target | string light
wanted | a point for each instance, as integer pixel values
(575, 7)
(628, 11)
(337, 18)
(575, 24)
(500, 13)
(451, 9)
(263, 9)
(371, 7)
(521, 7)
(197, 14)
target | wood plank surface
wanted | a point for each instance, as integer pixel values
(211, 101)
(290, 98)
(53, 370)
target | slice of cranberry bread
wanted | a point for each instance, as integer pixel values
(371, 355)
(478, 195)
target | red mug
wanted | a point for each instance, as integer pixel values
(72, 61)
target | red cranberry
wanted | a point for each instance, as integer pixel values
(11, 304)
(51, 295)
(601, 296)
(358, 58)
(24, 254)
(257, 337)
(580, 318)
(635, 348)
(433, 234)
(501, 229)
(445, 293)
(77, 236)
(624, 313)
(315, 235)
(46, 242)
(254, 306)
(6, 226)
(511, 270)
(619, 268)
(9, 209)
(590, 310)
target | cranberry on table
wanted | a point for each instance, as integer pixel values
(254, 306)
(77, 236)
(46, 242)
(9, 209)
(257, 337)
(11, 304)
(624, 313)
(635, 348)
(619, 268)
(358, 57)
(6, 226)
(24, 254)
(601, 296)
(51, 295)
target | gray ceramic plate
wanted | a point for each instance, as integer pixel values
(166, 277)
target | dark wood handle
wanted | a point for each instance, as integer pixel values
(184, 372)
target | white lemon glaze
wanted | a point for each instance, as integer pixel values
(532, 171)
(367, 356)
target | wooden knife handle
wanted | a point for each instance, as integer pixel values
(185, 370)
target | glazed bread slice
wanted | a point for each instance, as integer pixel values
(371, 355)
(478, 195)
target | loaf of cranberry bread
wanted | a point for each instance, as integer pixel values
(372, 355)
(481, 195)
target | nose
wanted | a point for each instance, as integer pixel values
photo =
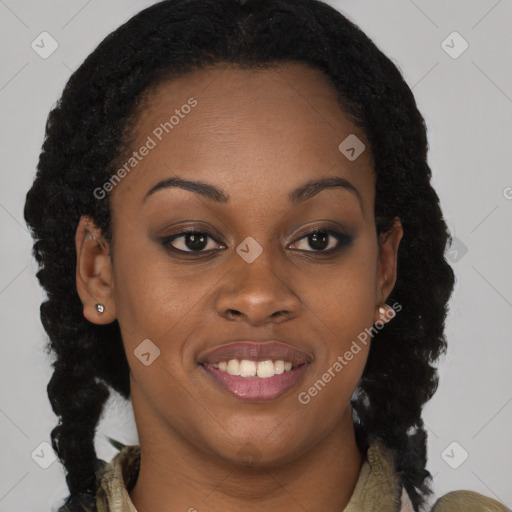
(256, 294)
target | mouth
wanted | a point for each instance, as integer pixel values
(256, 371)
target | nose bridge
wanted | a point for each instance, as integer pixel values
(255, 287)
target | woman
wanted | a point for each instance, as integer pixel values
(236, 230)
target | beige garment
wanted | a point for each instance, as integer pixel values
(378, 487)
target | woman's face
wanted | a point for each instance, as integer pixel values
(252, 270)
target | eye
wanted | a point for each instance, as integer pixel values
(189, 241)
(324, 241)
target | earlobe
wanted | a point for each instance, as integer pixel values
(387, 269)
(94, 273)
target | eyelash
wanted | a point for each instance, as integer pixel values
(344, 240)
-*-
(ASSIGNED TASK):
Copy all lines above containing the string "cranberry".

(ANSWER TO THIS PROBLEM):
target | slice of cranberry bread
target | red cranberry
target | cranberry on table
target | loaf of cranberry bread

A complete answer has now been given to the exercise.